• _EXTRACTED MATERIAL_:
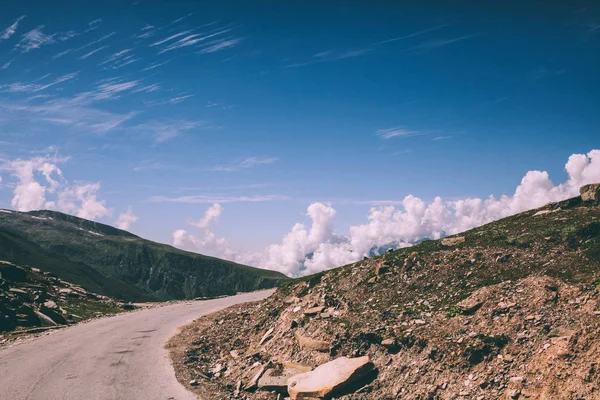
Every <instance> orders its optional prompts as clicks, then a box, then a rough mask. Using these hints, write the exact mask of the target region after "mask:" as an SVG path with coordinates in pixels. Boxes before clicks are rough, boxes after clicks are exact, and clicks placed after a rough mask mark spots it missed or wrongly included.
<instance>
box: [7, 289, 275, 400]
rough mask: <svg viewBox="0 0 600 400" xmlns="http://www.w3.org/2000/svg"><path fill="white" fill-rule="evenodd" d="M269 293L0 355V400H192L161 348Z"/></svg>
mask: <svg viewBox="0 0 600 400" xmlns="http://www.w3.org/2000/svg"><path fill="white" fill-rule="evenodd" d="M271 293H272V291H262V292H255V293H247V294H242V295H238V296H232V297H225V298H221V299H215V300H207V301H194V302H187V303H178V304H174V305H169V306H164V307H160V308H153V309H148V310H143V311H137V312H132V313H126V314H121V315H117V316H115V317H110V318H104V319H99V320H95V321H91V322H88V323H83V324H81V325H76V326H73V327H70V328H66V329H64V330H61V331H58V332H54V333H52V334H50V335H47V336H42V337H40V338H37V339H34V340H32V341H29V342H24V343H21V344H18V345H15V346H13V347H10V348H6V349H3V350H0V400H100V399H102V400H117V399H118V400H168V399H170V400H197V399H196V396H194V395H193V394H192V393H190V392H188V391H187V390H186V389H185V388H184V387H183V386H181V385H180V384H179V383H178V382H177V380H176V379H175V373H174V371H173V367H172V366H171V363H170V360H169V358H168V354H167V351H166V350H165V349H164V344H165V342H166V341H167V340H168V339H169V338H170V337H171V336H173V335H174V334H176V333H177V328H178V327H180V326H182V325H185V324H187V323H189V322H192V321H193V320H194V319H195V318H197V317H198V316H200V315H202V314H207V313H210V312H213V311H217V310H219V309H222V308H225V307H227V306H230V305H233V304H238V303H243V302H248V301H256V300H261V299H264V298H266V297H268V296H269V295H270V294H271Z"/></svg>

• _TASK INSTRUCTIONS_: Please rewrite the material above with every "rough mask" swapped for "coarse mask", changing nothing else and leaving out the pictures.

• _ANSWER FOR THIS EXERCISE_:
Every <instance> orders its optional prompts as clicks, then a box, then a coarse mask. Using these hints, write the exact mask of the target region after "mask:" as an SVG path with coordinates in pixels. Boxes before clicks are rough, boxes after clicks are exact, and clicks placed after a coarse mask mark spots it missed or wrongly included.
<instance>
box: [7, 289, 275, 400]
coarse mask: <svg viewBox="0 0 600 400" xmlns="http://www.w3.org/2000/svg"><path fill="white" fill-rule="evenodd" d="M269 293L0 355V400H192L161 348Z"/></svg>
mask: <svg viewBox="0 0 600 400" xmlns="http://www.w3.org/2000/svg"><path fill="white" fill-rule="evenodd" d="M271 293H272V291H262V292H255V293H247V294H242V295H238V296H232V297H225V298H221V299H215V300H207V301H194V302H187V303H178V304H174V305H169V306H164V307H160V308H153V309H148V310H143V311H137V312H132V313H126V314H121V315H117V316H115V317H110V318H104V319H99V320H95V321H91V322H88V323H83V324H81V325H76V326H73V327H70V328H66V329H64V330H61V331H58V332H54V333H52V334H50V335H47V336H42V337H40V338H37V339H34V340H32V341H29V342H24V343H21V344H18V345H15V346H13V347H10V348H6V349H3V350H0V400H100V399H102V400H117V399H118V400H168V399H170V400H197V399H196V396H194V395H193V394H192V393H190V392H188V391H187V390H186V389H185V388H184V387H183V386H181V385H180V384H179V383H178V382H177V380H176V379H175V373H174V371H173V367H172V366H171V363H170V360H169V358H168V354H167V351H166V350H165V349H164V344H165V342H166V341H167V340H168V339H169V338H170V337H171V336H173V335H174V334H176V333H177V328H178V327H180V326H182V325H185V324H187V323H189V322H192V321H193V320H194V319H195V318H197V317H198V316H200V315H202V314H207V313H210V312H213V311H217V310H219V309H222V308H225V307H227V306H230V305H233V304H238V303H243V302H248V301H256V300H261V299H264V298H266V297H268V296H269V295H270V294H271Z"/></svg>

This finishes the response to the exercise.